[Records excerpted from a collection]

..........

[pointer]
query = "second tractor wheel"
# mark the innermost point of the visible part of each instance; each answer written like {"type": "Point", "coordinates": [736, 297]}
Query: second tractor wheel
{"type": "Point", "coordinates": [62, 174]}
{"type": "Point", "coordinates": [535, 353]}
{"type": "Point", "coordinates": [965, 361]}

..........

### [EXERCISE AIM]
Write out every entry exactly as given.

### [THE SOLUTION]
[pointer]
query = "second tractor wheel"
# mark the innermost point of the visible part of each instance; each answer written like {"type": "Point", "coordinates": [736, 297]}
Query: second tractor wheel
{"type": "Point", "coordinates": [62, 174]}
{"type": "Point", "coordinates": [535, 353]}
{"type": "Point", "coordinates": [965, 361]}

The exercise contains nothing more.